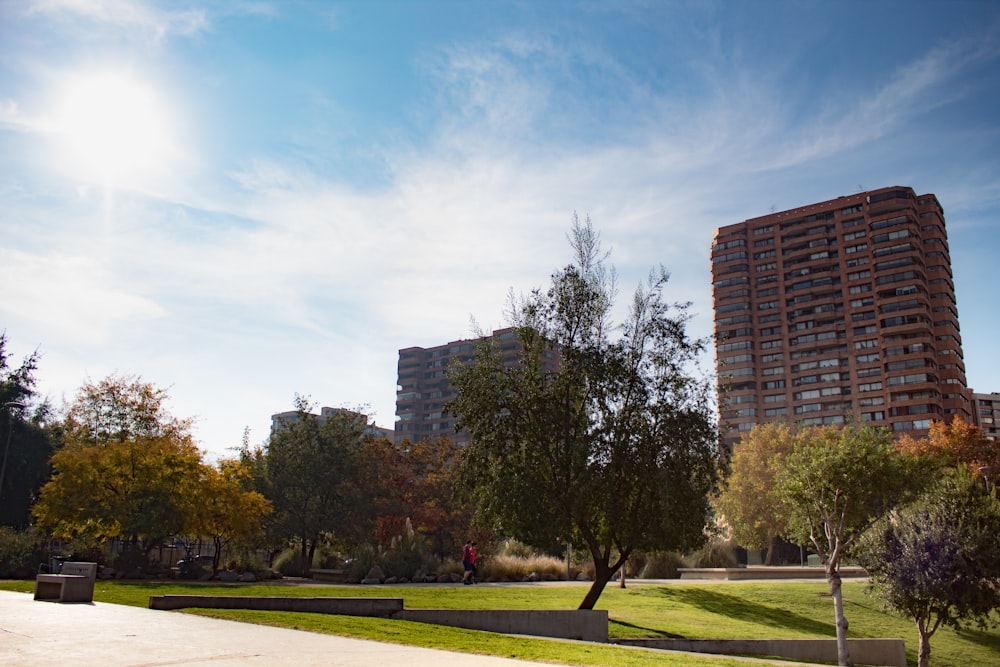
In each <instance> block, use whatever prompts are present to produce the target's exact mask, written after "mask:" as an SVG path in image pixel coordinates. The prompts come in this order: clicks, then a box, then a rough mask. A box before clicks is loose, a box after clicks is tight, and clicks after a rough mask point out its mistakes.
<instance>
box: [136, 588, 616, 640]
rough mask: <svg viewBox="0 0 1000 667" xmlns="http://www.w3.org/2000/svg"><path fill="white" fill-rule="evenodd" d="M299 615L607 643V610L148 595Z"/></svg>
mask: <svg viewBox="0 0 1000 667" xmlns="http://www.w3.org/2000/svg"><path fill="white" fill-rule="evenodd" d="M192 607H196V608H201V609H256V610H262V611H302V612H311V613H318V614H340V615H343V616H377V617H380V618H392V619H397V620H401V621H415V622H417V623H433V624H435V625H448V626H452V627H456V628H466V629H468V630H484V631H486V632H499V633H503V634H512V635H534V636H537V637H556V638H559V639H582V640H584V641H592V642H607V641H608V612H607V611H606V610H571V611H570V610H531V609H526V610H516V609H503V610H491V609H410V610H405V611H404V610H403V599H402V598H286V597H251V596H239V595H151V596H150V597H149V608H150V609H159V610H163V611H169V610H171V609H185V608H192Z"/></svg>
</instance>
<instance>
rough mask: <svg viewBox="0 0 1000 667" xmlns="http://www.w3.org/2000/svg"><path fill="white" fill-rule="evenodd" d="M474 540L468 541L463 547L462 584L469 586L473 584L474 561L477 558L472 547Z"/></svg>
mask: <svg viewBox="0 0 1000 667" xmlns="http://www.w3.org/2000/svg"><path fill="white" fill-rule="evenodd" d="M472 544H473V542H472V540H466V541H465V546H464V547H462V569H463V570H464V572H463V573H462V583H463V584H465V585H466V586H468V585H469V584H471V583H472V572H473V567H474V565H473V559H474V558H475V550H474V549H473V547H472Z"/></svg>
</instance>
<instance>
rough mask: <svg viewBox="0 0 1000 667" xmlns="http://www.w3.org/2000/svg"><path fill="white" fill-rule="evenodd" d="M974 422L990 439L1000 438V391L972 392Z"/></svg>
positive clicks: (987, 437) (989, 439) (972, 403)
mask: <svg viewBox="0 0 1000 667" xmlns="http://www.w3.org/2000/svg"><path fill="white" fill-rule="evenodd" d="M972 414H973V423H974V424H975V425H976V426H978V427H979V428H981V429H982V431H983V435H985V436H986V437H987V438H988V439H989V440H997V439H1000V392H993V393H991V394H976V393H973V394H972Z"/></svg>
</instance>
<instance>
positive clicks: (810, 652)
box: [615, 639, 906, 667]
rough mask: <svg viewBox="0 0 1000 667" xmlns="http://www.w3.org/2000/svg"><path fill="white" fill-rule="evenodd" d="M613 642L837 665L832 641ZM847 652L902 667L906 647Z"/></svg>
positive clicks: (861, 646)
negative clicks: (760, 656)
mask: <svg viewBox="0 0 1000 667" xmlns="http://www.w3.org/2000/svg"><path fill="white" fill-rule="evenodd" d="M615 643H617V644H624V645H627V646H642V647H645V648H657V649H665V650H670V651H690V652H692V653H712V654H722V655H754V656H758V655H759V656H770V657H777V658H784V659H787V660H797V661H800V662H832V663H834V664H836V662H837V640H836V639H622V640H616V641H615ZM847 650H848V651H849V652H850V654H851V661H852V662H854V664H856V665H887V666H889V667H906V646H905V645H904V644H903V640H902V639H848V640H847Z"/></svg>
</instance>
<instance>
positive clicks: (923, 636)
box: [917, 620, 931, 667]
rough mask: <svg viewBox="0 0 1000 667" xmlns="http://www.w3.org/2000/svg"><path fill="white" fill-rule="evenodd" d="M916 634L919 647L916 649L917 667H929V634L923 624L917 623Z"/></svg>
mask: <svg viewBox="0 0 1000 667" xmlns="http://www.w3.org/2000/svg"><path fill="white" fill-rule="evenodd" d="M917 632H918V633H919V634H920V646H919V648H918V649H917V667H930V666H931V633H930V632H927V629H926V628H924V626H923V624H922V623H921V622H920V621H919V620H918V621H917Z"/></svg>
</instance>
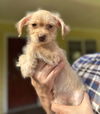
# # # #
- _DETALHES DO EXERCÍCIO_: Aponte todas as linhas do material em que aparece a palavra "positive", copiando cada uma delas.

- _RESPOSTA ABAIXO_:
positive clicks: (987, 437) (989, 439) (972, 403)
positive clicks: (810, 652)
positive clicks: (861, 646)
positive clicks: (923, 636)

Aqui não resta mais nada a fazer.